Saved entries

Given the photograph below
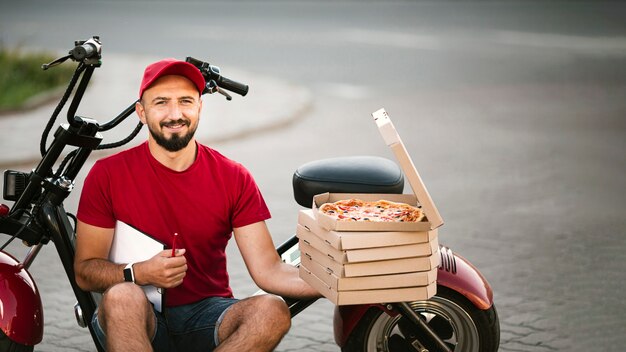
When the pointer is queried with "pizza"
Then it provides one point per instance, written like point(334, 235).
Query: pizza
point(378, 211)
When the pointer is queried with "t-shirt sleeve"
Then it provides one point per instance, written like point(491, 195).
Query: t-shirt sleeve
point(249, 207)
point(95, 206)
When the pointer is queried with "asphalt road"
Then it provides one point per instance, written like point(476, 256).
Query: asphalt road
point(514, 113)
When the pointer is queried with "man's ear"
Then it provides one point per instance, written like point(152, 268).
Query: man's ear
point(141, 112)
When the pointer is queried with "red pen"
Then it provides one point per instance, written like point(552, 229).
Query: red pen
point(174, 245)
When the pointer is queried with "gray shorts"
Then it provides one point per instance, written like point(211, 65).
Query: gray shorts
point(191, 327)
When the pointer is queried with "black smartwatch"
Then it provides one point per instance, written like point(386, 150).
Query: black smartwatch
point(129, 275)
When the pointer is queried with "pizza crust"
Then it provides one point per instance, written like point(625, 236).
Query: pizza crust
point(376, 211)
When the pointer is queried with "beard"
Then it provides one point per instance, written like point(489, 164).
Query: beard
point(177, 141)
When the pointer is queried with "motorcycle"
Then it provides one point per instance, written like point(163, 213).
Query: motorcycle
point(460, 317)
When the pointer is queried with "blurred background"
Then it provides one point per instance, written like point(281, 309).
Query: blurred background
point(514, 113)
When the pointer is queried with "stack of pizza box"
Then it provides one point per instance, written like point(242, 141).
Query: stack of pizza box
point(360, 262)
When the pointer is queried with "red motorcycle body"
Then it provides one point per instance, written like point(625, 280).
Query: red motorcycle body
point(21, 311)
point(455, 272)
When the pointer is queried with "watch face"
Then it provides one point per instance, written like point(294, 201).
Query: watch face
point(128, 275)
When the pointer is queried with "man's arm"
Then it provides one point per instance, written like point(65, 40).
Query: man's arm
point(265, 266)
point(94, 271)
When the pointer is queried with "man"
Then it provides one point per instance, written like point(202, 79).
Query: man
point(172, 184)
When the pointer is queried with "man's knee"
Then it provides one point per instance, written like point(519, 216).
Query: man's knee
point(124, 296)
point(275, 310)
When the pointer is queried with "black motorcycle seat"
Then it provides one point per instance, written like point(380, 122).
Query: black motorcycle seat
point(352, 174)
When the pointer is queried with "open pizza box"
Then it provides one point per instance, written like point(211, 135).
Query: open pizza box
point(366, 254)
point(352, 240)
point(421, 197)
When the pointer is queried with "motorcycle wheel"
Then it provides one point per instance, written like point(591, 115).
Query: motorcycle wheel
point(7, 345)
point(462, 326)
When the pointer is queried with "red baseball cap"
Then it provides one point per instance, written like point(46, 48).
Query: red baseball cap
point(171, 67)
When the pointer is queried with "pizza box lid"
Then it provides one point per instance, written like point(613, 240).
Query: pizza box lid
point(331, 224)
point(393, 140)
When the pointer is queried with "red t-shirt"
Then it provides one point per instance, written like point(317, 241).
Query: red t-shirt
point(202, 204)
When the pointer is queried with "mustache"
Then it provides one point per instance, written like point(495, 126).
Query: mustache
point(175, 122)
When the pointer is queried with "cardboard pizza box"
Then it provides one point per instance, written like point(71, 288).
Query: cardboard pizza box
point(332, 224)
point(368, 296)
point(366, 239)
point(418, 278)
point(381, 267)
point(366, 254)
point(393, 140)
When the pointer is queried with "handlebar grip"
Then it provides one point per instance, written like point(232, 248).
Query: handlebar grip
point(84, 51)
point(233, 86)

*What needs to be done*
Without any pictures, retype the records above exactly.

*Result of the exercise*
Given the photograph below
When the pointer is queried with "pizza"
Then it provides one point per instance, written like point(334, 235).
Query: pizza
point(378, 211)
When the pointer is queried with "t-shirt sleeve"
Then it provides one point per instance, written like point(491, 195).
Query: t-shirt sleeve
point(249, 207)
point(95, 206)
When the pointer is queried with "asphalt road"
Then it provides one point per instance, written like point(476, 256).
Query: asphalt road
point(514, 113)
When the pointer is queried with "man's ear"
Then it provides one point per instance, written like point(152, 268).
Query: man's ear
point(141, 112)
When the pointer is queried with "red pen"
Then it provides one point per instance, written like point(552, 229).
Query: red pen
point(174, 245)
When the pointer is queried with "gray shorts"
Then it provides one point per instance, written like point(211, 65).
Query: gray shorts
point(191, 327)
When the pointer is queried with "black smartwatch"
Then it provides one point per instance, written like point(386, 150).
Query: black smartwatch
point(129, 275)
When the pointer is queried with "pizza crust"
Then it provides one point per instance, written like point(625, 236).
Query: pizza crust
point(376, 211)
When the pointer is queried with "beard"
Then it provides one point per instance, written like point(489, 164).
Query: beard
point(177, 141)
When the pointer is queried with "motorcycle"
Then it provides one point per instance, written like point(163, 213).
Query: motorcycle
point(460, 317)
When the pointer is queried with "blurred background"
Then it provides one point per instance, written like point(281, 309).
Query: blurred background
point(514, 113)
When the pointer is queried with "stack of pizza box"
Then it provides one point per instance, written like point(242, 141).
Query: stack of pizza box
point(360, 262)
When the pointer is queried with "red motorcycle body"
Then it provides one point per instance, written like point(625, 280).
Query: red motorcycle body
point(21, 311)
point(455, 272)
When the pointer is queried with "watch face"
Then it provides one point per instance, written like point(294, 201).
Query: watch face
point(128, 275)
When the pointer is queried with "man's arm"
Then it provides one point per instance, written like point(65, 40).
Query: man's arm
point(265, 266)
point(94, 271)
When the pointer is queried with "man"
Then it provides one point per instance, written like point(202, 79).
Query: man
point(172, 184)
When the pointer is queried with "man's knee"
Then it provides one point per instance, written like point(519, 216).
Query: man's knee
point(124, 296)
point(275, 310)
When the pointer is queried with "black motorcycle seat"
Then it provides one point per instance, written like point(380, 122).
Query: black motorcycle seat
point(352, 174)
When the pointer is queried with "open pizza box"
Then it provides one point per instance, written like point(211, 135).
Query: open pizza box
point(366, 254)
point(352, 240)
point(421, 197)
When the pointer is queried with "motorcycle wheel"
Then it provides one point per instance, written like point(591, 115).
Query: motorcycle wheel
point(7, 345)
point(462, 326)
When the pointer is queried with "red baseball cap"
Then it provides one point per instance, written like point(46, 48).
Query: red baseball cap
point(171, 67)
When the pointer is queried with "pizza box lid"
Then it provides one point per instance, written like point(613, 240).
Query: pizza box lid
point(331, 224)
point(393, 140)
When the pointer is queried with "red t-shirt"
Then it provides one point per instance, written like point(317, 241).
Query: red t-shirt
point(202, 204)
When the pointer is queried with "mustache"
Then it provides one point per instance, written like point(495, 126).
Query: mustache
point(175, 122)
When the pointer is queried with "cardboard pizza box"
Then it provides one point per instance, written like point(71, 288).
Query: cardboard pizza box
point(332, 224)
point(368, 296)
point(366, 239)
point(418, 278)
point(381, 267)
point(366, 254)
point(393, 140)
When the pointer is queried with "handlebar grip"
Then it provides one point per instance, written like point(232, 248).
Query: handlebar grip
point(84, 51)
point(233, 86)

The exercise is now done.